(PROBLEM DETAILS): Restate the listing below word for word; no pictures belong in the copy.
#### EXTRACTED INFORMATION ####
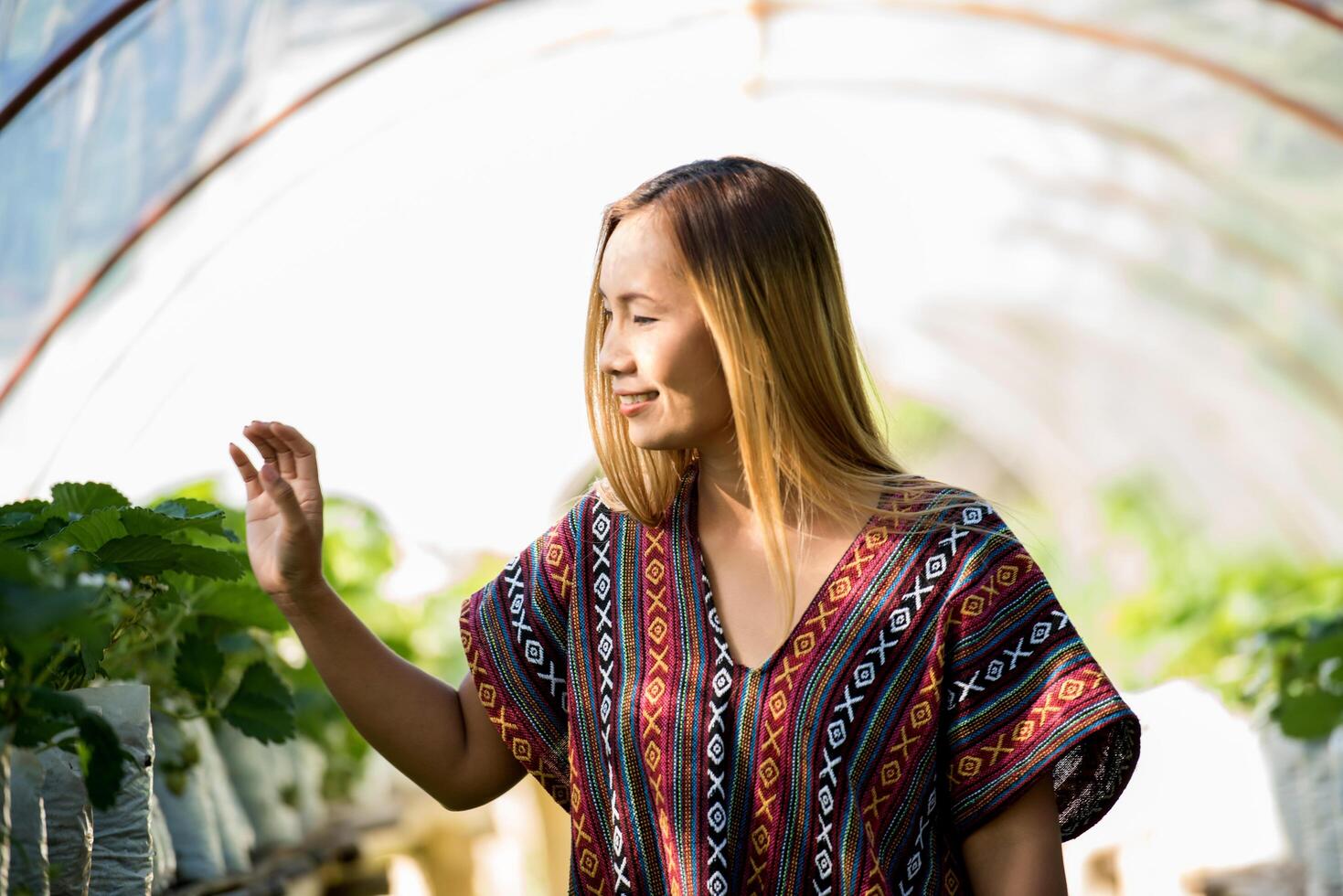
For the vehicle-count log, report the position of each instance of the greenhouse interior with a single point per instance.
(1093, 255)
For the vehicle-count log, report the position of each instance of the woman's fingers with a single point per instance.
(282, 493)
(258, 437)
(283, 460)
(303, 450)
(246, 470)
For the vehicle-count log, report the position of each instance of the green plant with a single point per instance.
(94, 586)
(1264, 629)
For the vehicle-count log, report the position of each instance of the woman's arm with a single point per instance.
(1018, 852)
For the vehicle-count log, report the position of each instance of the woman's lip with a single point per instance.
(637, 406)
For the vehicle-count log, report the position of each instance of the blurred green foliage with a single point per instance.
(357, 555)
(1263, 629)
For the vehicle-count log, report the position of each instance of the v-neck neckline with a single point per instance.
(689, 518)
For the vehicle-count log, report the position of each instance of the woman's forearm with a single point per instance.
(410, 716)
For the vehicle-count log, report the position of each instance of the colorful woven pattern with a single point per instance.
(931, 680)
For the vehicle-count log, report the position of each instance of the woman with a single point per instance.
(879, 693)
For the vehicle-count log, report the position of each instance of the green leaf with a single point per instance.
(85, 497)
(101, 753)
(27, 612)
(93, 645)
(240, 602)
(89, 532)
(262, 707)
(17, 564)
(179, 513)
(1323, 647)
(199, 667)
(105, 764)
(140, 555)
(208, 561)
(1314, 713)
(22, 518)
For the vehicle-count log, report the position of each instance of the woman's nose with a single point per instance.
(614, 357)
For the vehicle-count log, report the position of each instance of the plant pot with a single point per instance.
(27, 827)
(237, 836)
(186, 801)
(5, 733)
(1307, 793)
(160, 841)
(309, 764)
(69, 819)
(123, 861)
(263, 776)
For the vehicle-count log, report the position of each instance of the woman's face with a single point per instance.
(657, 341)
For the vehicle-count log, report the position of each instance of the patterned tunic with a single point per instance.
(931, 680)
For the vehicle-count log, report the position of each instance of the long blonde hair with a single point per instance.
(759, 257)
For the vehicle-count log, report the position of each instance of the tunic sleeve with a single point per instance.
(1022, 693)
(515, 635)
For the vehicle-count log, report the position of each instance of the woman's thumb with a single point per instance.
(282, 493)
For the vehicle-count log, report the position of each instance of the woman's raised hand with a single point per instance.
(283, 511)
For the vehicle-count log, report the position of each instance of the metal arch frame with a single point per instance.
####
(RESPONSE TO THE EXERCISE):
For the vehicle-count log, report the position of each instance of the greenhouse interior with a single point per instance.
(1093, 255)
For the vehicle-count log, report the position of each instance of the woman's fingers with a single point per instance.
(282, 493)
(258, 437)
(283, 460)
(303, 450)
(246, 470)
For the vehicle-count log, report the position of each instance of the green plant with a single point per instance.
(94, 586)
(1264, 629)
For the vehicle-count log, report the position of each instance of the woman's arm with a single point per instance.
(1018, 852)
For the vehicle-count log, report the position of each instance of the woman's lip with a single point per instance.
(637, 406)
For the vehicle-count log, report the position of each instance of the blurred green foliage with a single point per instance.
(357, 555)
(1263, 629)
For the vehicle-count log, report the position of each instance of the v-neck neckline with a single point per instance.
(689, 518)
For the vehicle-count log, report the position of each instance of the woman's forearm with a single point per instance.
(410, 716)
For the vehicle-count log, report the position of each instance of the colorful woven pattern with a single point per instance.
(931, 680)
For the vehicle-count log, report the position of each instance of the woman with a single point per instance.
(879, 693)
For the vehicle-count log, report the position of each instance of the green leaf with a single point per instance.
(85, 497)
(101, 753)
(27, 612)
(93, 645)
(240, 602)
(89, 532)
(262, 707)
(17, 564)
(179, 513)
(1323, 647)
(199, 667)
(105, 764)
(140, 555)
(208, 561)
(1314, 713)
(22, 518)
For the vehicle-count log, report the position of each instance of the woman's nose with a single point per instance.
(614, 357)
For the vehicle-count log, report the position of each instance of the plant pot with a single point per instance.
(27, 827)
(237, 836)
(186, 801)
(5, 733)
(1307, 793)
(160, 841)
(309, 764)
(69, 819)
(123, 861)
(263, 776)
For the vehicle-count log, report the position of each instance of the woman's face with a single point per instance.
(657, 341)
For the vehicle-count log, report the position of each instance of the patterned tunic with a single point per instance.
(931, 680)
For the vehicle-count log, report the position of each instance of the long blonde hair with a single point per instance.
(759, 257)
For the vehicle-count log, report the position of each instance of the tunic sleeve with a single point per instance.
(1022, 693)
(515, 635)
For the vehicle-count log, report the position of each instance of the woman's thumb with a single point per instance.
(282, 493)
For the vehicle-count log, report the position of each instance of the woman's raised hand with a single point per instance.
(283, 511)
For the vehicle-count log, report the position of each instance of the metal arch frame with a single point per instance.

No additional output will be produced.